### Source document:
---

In an earlier message, you wrote "Could queue limit have something to say?". YES. The queue limit (I don't know, is it the same as in TEACUP? Safiqul - you seemed to know how TEACUP does it, maybe you could share it here?) should be set to a value that is at most one bandwidth * delay product (BDP), or TCP (or SCTP) will start acting quite strangely. Note, in fact, here, "delay" is the RTT. When you have exactly one BDP of queuing, and the queue gets full, it will exactly double the RTT.

So, the ridiculously high RTT is simply something that we should never have. With your settings above: 10 mbit, 50ms delay, you should have (10 000 000 / 8) * 0.1 = 125000 bytes of queuing for a BDP, i.e. 83 packets, and when this queue is full, your maximum RTT should be around 200ms. I think picking something like 30 packets is a reasonable queue length for tests, then, I wouldn't even go as high as a BDP.

Also, regarding the cwnd above, a stupid question: is this in bytes or packets? (just to avoid that we're looking at CRAZILY high numbers...)

safiqul commented 2 years ago

In an earlier message, you wrote "Could queue limit have something to say?". YES. The queue limit (I don't know, is it the same as in TEACUP? Safiqul - you seemed to know how TEACUP does it, maybe you could share it here?)

@mwelzl I already sent him the teacup settings.

---

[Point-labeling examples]
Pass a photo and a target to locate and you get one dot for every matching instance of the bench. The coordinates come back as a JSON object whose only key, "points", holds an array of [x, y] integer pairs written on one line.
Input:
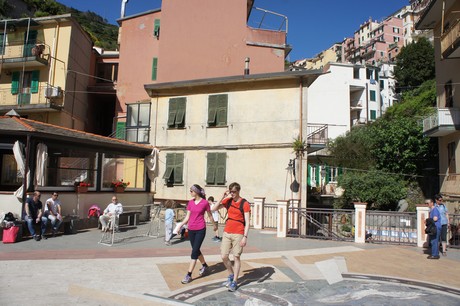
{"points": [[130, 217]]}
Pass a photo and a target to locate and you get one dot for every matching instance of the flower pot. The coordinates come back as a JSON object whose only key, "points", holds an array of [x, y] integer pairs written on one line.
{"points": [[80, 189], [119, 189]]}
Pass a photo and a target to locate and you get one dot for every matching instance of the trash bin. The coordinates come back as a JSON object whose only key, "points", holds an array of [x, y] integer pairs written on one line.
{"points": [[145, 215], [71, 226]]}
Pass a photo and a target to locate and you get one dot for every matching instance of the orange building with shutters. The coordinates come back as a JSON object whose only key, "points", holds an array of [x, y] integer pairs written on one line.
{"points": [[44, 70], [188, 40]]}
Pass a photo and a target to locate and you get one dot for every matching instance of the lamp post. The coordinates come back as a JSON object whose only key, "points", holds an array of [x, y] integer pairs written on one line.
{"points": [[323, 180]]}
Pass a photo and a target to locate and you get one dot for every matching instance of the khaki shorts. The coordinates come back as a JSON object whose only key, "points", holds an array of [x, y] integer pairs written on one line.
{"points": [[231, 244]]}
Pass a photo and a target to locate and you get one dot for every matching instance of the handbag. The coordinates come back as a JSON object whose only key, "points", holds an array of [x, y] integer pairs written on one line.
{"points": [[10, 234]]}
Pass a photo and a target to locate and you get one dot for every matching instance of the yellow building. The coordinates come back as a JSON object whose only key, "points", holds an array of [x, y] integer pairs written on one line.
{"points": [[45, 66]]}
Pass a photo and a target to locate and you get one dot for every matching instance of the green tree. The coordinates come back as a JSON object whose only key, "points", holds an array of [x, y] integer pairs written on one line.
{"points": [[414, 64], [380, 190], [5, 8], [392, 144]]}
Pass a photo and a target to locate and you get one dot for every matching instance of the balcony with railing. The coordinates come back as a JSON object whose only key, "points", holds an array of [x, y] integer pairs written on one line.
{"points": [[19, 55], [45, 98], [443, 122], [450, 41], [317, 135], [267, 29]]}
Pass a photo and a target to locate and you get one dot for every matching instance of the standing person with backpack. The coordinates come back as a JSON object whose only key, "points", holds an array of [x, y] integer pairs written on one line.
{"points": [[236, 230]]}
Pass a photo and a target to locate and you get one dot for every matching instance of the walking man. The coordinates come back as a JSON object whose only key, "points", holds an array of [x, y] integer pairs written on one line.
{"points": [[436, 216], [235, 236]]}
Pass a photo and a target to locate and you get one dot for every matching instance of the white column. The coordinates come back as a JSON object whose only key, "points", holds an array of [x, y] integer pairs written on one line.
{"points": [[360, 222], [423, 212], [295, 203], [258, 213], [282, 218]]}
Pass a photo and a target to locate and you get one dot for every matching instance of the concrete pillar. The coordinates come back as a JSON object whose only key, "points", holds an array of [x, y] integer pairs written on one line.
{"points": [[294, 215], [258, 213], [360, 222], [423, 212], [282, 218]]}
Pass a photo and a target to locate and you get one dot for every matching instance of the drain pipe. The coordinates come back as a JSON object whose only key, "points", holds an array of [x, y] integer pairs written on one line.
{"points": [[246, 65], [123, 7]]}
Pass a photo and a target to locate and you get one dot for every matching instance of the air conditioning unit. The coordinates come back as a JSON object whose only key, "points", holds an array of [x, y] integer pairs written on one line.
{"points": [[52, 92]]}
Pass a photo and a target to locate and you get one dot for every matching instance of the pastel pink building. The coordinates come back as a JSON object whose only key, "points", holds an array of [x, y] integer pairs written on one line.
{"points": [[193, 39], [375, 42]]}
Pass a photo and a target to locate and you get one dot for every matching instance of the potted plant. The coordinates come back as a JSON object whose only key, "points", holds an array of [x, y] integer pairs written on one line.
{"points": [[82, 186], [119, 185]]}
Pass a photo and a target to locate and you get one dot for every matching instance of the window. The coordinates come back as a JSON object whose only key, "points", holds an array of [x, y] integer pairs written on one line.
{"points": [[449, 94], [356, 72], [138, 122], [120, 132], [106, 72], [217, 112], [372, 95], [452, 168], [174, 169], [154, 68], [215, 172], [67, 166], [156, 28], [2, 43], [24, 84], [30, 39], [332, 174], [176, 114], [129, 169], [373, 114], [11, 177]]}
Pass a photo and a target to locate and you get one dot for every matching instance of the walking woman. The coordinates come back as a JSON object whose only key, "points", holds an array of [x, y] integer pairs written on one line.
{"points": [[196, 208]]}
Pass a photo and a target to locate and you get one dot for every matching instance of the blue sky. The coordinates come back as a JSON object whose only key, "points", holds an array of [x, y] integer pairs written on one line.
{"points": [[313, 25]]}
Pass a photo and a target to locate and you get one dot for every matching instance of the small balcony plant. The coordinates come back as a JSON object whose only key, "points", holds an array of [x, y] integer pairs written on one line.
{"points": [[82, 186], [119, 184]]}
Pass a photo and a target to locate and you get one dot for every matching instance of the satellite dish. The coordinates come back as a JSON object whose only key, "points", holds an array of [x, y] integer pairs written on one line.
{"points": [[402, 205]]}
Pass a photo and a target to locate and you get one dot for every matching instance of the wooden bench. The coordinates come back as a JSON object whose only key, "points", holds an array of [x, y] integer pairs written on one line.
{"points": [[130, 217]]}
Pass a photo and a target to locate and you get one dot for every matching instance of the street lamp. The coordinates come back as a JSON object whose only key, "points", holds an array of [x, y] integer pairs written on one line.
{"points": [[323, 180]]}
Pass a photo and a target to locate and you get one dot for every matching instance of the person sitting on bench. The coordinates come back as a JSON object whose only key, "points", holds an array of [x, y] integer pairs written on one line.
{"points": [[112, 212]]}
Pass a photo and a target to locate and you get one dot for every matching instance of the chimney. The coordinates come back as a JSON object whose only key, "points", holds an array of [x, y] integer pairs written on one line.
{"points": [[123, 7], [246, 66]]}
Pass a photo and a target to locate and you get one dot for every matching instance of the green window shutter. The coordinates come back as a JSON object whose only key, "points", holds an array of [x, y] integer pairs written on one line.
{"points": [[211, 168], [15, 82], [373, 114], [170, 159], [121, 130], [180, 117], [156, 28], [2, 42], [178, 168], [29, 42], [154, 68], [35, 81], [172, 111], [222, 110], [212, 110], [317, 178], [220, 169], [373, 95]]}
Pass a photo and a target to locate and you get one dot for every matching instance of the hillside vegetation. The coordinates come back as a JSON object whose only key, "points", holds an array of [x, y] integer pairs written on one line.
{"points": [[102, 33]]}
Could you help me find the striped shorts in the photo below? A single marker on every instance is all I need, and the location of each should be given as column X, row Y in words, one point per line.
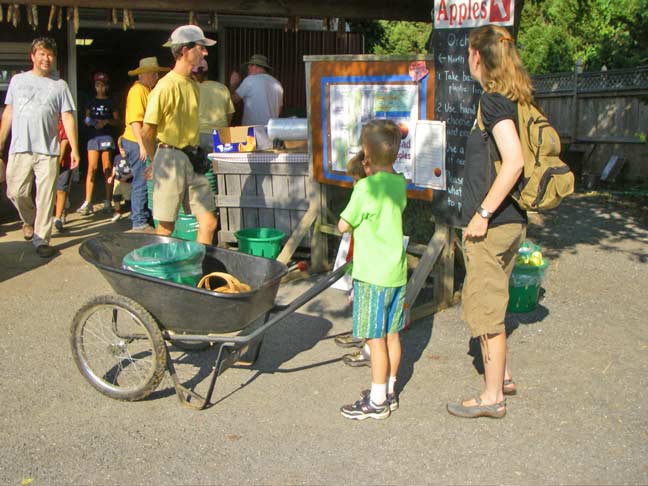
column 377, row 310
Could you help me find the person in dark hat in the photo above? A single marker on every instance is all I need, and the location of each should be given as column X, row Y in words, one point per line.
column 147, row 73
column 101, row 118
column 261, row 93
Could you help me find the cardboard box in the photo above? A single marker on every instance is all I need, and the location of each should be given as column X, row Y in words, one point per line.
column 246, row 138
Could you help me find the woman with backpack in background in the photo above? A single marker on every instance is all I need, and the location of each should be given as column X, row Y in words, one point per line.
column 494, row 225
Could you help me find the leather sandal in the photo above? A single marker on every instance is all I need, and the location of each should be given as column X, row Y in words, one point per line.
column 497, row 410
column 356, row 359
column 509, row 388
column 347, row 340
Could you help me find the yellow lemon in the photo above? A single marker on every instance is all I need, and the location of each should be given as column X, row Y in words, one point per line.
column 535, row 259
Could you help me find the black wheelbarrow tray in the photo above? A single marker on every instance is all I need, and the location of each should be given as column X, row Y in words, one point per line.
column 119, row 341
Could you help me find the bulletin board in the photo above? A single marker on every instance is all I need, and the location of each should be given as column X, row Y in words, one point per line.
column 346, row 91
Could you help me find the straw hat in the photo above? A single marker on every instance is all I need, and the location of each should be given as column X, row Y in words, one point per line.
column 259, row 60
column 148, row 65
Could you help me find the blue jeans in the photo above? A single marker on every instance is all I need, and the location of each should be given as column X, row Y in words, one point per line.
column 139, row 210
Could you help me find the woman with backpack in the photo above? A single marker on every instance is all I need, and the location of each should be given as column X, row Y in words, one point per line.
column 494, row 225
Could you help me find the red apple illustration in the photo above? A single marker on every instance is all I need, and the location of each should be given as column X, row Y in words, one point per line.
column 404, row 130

---

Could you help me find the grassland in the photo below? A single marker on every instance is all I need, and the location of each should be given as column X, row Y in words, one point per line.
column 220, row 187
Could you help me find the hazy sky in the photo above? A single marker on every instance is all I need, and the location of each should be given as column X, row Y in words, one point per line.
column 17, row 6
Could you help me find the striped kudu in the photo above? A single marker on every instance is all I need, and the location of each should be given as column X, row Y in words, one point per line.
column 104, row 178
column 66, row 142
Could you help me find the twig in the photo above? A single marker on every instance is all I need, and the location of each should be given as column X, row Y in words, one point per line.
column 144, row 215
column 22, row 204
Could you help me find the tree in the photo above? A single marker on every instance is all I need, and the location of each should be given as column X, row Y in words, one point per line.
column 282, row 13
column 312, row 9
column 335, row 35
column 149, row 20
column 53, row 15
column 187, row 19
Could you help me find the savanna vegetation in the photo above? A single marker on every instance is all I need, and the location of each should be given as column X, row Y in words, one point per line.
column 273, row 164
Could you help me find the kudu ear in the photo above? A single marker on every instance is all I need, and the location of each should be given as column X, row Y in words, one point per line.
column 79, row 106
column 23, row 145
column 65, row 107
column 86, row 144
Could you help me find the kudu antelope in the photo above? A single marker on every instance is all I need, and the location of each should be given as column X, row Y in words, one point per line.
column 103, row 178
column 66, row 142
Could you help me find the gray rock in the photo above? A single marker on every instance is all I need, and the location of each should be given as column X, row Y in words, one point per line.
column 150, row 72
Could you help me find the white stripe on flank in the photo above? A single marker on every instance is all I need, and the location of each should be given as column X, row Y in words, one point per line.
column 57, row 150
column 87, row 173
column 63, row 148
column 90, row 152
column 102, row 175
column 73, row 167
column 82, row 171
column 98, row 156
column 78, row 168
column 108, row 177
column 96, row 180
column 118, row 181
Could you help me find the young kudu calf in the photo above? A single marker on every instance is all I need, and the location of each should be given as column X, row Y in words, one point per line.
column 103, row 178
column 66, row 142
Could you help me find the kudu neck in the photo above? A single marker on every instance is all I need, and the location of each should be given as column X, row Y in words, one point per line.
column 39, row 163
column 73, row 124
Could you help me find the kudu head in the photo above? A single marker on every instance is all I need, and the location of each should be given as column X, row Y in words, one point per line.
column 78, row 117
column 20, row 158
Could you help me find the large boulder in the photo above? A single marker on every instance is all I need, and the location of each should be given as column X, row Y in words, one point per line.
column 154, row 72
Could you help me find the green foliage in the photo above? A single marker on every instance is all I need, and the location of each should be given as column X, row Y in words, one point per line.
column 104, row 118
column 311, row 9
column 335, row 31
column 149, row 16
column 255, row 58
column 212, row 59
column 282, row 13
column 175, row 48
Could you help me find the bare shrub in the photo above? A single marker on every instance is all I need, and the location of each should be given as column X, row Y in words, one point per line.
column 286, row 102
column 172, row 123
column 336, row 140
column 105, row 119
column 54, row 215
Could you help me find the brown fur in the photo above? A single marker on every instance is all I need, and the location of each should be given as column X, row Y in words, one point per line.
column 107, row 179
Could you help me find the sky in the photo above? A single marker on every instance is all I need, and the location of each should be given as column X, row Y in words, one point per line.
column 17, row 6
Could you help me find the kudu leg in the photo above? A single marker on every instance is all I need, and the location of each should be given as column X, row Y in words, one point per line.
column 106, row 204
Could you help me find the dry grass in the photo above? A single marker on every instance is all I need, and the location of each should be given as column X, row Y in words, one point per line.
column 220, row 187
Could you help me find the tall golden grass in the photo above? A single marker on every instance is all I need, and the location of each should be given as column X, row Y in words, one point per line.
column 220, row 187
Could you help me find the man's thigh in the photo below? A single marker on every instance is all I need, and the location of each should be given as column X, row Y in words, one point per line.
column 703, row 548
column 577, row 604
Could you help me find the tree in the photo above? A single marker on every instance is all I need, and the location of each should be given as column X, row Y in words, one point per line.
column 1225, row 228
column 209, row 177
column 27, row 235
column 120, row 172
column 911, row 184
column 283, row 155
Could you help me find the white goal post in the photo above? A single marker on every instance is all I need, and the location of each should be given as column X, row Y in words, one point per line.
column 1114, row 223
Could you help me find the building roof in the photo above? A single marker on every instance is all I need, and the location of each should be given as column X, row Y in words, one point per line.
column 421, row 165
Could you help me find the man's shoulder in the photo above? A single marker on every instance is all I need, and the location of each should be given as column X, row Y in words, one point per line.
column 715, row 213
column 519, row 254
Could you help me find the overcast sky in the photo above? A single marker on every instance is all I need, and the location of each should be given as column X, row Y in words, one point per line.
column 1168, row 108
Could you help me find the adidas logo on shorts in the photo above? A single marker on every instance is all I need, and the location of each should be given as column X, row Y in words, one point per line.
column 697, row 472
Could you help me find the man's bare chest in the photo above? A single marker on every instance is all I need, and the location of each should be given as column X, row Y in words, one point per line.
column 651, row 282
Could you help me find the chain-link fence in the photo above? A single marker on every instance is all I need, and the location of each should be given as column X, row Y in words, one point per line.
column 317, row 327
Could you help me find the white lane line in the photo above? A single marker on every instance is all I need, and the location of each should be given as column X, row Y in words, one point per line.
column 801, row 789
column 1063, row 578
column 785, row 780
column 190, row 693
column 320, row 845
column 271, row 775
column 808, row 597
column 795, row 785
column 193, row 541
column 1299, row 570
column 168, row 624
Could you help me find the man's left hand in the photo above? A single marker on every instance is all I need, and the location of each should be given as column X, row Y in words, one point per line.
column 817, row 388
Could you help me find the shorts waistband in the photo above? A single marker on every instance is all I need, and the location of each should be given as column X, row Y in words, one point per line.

---

### Required task A:
In the forum thread, what queue length is suggested as reasonable for tests?
### Required task B:
Please give the stretch of the listing from the line containing "Could you help me find the man's thigh" through the line containing "column 421, row 165" as a JSON list of strings, one string per line, with blank lines left out.

### Exercise solution A:
Something like 30 packets.

### Exercise solution B:
[
  "Could you help me find the man's thigh in the photo below? A single marker on every instance is all I need, and the location of each should be given as column X, row Y in words, one point per line.",
  "column 703, row 548",
  "column 577, row 604",
  "Could you help me find the tree in the photo above? A single marker on every instance is all I need, and the location of each should be given as column X, row Y in words, one point per line.",
  "column 1225, row 228",
  "column 209, row 177",
  "column 27, row 235",
  "column 120, row 172",
  "column 911, row 184",
  "column 283, row 155",
  "Could you help me find the white goal post in the photo above? A single marker on every instance is all I need, and the location of each should be given as column X, row Y in words, one point per line.",
  "column 1114, row 223",
  "Could you help me find the building roof in the photo above? A single marker on every instance is all I need, and the location of each should be given as column X, row Y in words, one point per line.",
  "column 421, row 165"
]